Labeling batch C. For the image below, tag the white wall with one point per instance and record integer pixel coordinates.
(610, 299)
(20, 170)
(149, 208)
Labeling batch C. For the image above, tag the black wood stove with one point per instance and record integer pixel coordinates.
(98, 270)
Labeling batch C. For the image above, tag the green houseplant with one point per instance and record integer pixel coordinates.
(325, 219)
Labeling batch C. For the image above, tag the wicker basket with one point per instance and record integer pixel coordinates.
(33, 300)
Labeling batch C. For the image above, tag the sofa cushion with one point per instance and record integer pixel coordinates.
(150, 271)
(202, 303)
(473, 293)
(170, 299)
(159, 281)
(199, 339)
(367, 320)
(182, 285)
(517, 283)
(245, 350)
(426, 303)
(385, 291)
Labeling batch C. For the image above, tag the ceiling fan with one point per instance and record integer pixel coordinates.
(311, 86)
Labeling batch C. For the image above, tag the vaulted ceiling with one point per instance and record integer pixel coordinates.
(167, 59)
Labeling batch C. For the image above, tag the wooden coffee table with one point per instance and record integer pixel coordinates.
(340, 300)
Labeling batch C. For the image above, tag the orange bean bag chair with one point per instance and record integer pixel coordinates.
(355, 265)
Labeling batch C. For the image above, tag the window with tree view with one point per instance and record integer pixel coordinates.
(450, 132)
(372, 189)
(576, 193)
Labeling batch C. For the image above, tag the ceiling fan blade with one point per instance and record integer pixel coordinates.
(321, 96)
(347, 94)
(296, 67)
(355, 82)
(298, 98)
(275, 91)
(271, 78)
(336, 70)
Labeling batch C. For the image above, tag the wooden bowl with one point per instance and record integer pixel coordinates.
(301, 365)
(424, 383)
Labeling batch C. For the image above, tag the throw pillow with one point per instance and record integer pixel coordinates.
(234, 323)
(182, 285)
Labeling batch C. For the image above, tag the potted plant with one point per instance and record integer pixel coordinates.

- - - -

### DIRECTIONS FOR THIS TASK
Every entry, from the first line to the last, should be retyped exactly.

### EXERCISE RESPONSE
Labeling batch C. For the image below, tag the white wall with one point per instance and record integer pixel coordinates.
(610, 299)
(20, 170)
(149, 208)
Labeling batch C. For the image above, tag the black wood stove with one point per instance and record integer pixel coordinates.
(98, 270)
Labeling batch C. For the image above, tag the green houseplant with one point per instance and record integer pixel coordinates.
(325, 219)
Labeling batch C. For the image above, tag the wicker basket with one point per instance and record integer pixel coordinates.
(33, 300)
Labeling batch C. For the image above, tag the sofa cushion with one point per instance and record integer pixel coordinates.
(150, 271)
(202, 303)
(473, 293)
(170, 299)
(159, 281)
(199, 339)
(367, 320)
(182, 285)
(517, 283)
(245, 350)
(426, 303)
(385, 291)
Labeling batch C. For the image above, tag the ceiling fan with one point per instance and record integer pixel coordinates.
(311, 86)
Labeling batch C. For the image above, tag the vaulted ceiling with one point per instance and record integer pixel coordinates.
(167, 59)
Labeling batch C. For the image above, tag the wooden coffee table with one point per instance and record integer pixel coordinates.
(340, 300)
Labeling batch C. For the image above, tag the orange bean bag chair with one point per instance and record integer pixel coordinates.
(355, 265)
Labeling batch C. For the image above, tag the window with tree view with one point per instance and record integer pixel coordinates.
(450, 132)
(372, 189)
(576, 193)
Labeling batch C. For the image above, tag the ceiling fan blade with one point per instance and record integer pixel coordinates.
(321, 96)
(347, 94)
(296, 67)
(355, 82)
(298, 98)
(275, 91)
(271, 78)
(336, 70)
Labeling batch C. For the image above, tag the wooden bowl with one point per instance and record integer pixel coordinates.
(301, 365)
(424, 383)
Labeling batch C. For the image above, tag the throw pillow with one point per instance and record integer pixel coordinates.
(234, 323)
(182, 285)
Labeling batch C. For the image above, tag the potted plant with one point per instance and record integer pixel coordinates.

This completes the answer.